● **Input records**:
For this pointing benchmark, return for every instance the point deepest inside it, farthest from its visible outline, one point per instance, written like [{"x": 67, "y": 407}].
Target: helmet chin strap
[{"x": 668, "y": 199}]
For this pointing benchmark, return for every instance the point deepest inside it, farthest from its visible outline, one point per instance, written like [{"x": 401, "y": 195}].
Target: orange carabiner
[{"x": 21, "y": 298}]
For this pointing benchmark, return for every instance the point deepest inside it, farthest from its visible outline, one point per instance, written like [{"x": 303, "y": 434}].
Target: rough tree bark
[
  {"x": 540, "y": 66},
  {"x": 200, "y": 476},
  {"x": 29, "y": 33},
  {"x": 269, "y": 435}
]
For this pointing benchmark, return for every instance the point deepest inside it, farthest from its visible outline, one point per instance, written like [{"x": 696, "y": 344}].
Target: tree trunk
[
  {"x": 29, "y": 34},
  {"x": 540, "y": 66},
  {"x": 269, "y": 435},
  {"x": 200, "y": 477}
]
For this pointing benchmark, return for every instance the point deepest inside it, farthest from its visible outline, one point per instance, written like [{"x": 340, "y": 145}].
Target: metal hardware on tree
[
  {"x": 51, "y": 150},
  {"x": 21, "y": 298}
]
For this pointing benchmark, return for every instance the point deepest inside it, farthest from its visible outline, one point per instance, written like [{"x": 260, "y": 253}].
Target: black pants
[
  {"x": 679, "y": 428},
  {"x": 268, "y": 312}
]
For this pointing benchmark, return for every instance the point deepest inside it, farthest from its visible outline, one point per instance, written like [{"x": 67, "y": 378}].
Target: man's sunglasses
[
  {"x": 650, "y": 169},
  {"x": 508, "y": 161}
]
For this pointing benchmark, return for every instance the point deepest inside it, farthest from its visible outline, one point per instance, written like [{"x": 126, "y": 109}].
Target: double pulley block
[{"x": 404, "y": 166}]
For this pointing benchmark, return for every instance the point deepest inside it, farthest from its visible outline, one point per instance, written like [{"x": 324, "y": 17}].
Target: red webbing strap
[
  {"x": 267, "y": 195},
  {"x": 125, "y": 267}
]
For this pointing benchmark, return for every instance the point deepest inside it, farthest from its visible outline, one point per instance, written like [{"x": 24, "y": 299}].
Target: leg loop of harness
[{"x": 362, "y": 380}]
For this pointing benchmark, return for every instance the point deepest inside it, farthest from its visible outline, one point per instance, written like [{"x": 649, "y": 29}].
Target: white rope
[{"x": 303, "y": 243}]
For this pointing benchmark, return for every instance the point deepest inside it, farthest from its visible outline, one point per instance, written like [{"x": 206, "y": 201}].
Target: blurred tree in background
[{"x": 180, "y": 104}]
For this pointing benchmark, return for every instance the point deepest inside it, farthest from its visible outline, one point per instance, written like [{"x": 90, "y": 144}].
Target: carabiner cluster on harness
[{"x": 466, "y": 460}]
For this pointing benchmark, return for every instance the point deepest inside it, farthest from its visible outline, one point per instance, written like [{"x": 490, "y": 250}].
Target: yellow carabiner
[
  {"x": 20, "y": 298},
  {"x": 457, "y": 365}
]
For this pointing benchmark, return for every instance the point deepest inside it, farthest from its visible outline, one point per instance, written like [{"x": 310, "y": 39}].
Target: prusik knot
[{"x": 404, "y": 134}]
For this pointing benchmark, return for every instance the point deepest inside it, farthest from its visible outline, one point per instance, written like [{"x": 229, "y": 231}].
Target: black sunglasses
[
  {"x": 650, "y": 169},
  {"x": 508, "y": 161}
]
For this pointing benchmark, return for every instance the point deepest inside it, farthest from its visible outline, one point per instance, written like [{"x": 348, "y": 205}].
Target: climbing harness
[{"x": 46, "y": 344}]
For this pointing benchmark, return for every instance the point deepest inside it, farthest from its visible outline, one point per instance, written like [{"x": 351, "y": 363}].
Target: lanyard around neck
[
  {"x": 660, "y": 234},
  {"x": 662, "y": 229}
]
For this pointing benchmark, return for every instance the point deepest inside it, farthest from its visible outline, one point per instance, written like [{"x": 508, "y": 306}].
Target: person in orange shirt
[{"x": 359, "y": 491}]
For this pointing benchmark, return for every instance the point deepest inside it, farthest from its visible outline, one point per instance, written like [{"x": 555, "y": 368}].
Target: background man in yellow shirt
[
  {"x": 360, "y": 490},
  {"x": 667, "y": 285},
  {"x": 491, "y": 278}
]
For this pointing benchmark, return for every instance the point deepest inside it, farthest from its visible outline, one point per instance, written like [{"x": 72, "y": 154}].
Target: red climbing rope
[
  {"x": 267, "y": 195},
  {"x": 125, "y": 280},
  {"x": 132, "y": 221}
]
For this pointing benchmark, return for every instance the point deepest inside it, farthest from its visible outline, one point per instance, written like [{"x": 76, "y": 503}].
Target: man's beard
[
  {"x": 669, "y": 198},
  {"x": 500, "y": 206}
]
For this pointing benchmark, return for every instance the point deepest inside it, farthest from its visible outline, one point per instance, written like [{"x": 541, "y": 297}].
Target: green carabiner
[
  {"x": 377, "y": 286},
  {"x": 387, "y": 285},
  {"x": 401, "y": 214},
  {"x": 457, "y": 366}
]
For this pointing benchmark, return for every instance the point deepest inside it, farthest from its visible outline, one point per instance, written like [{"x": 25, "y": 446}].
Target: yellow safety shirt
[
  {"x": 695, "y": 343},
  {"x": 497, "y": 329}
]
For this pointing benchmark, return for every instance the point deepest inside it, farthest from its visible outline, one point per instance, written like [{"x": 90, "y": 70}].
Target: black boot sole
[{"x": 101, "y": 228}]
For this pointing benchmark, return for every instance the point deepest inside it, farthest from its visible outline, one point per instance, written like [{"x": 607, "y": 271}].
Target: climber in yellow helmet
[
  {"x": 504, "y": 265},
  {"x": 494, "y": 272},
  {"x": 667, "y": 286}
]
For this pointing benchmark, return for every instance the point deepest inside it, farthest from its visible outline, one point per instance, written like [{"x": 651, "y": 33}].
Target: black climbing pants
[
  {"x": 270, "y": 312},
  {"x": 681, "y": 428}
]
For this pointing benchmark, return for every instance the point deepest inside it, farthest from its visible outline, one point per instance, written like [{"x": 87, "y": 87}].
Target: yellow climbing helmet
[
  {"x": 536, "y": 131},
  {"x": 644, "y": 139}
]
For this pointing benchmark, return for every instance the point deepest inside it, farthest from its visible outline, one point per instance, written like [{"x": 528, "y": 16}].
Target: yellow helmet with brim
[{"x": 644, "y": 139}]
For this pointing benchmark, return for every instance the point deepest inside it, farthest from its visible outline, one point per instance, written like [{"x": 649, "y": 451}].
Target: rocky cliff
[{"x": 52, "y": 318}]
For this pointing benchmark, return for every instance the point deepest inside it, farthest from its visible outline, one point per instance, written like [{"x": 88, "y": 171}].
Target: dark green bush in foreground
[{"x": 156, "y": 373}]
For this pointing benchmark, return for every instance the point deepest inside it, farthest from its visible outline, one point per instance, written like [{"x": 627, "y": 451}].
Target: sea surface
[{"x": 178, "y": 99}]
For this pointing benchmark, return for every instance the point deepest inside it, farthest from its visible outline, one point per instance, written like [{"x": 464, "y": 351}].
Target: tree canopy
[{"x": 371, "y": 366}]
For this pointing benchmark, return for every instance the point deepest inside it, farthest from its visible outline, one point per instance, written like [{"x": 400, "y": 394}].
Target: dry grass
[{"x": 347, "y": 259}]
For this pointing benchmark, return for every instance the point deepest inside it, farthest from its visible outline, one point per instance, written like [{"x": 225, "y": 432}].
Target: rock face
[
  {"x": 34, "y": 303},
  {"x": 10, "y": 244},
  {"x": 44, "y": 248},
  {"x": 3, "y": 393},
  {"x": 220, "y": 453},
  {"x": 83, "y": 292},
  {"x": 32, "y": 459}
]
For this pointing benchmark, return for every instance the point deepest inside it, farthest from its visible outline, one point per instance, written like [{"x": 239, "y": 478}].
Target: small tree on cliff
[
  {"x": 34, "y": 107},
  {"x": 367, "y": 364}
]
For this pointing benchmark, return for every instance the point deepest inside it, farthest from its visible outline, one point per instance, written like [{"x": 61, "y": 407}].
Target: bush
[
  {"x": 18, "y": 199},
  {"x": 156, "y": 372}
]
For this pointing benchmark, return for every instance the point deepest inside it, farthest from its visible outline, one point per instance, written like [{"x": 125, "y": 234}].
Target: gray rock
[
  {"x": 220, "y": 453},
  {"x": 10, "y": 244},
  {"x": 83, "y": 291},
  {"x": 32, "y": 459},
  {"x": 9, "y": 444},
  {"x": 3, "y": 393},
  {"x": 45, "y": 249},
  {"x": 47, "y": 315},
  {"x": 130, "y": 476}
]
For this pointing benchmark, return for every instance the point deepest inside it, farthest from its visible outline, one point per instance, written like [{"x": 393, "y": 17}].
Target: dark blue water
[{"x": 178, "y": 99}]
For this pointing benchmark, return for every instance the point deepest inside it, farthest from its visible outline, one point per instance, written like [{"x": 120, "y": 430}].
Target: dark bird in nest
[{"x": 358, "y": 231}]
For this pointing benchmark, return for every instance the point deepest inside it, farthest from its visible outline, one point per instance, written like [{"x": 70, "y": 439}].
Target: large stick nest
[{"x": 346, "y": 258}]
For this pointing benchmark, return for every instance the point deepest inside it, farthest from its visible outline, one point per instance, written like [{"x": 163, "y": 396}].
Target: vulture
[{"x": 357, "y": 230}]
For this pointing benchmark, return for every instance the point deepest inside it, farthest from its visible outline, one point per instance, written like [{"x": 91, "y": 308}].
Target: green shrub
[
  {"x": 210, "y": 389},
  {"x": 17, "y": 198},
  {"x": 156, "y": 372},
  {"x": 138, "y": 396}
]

● **Task instructions**:
Find each line in the records above that contains the word "bush" and copy those lines.

● **Solution to this exercise**:
Target: dark green bush in foreground
Target: bush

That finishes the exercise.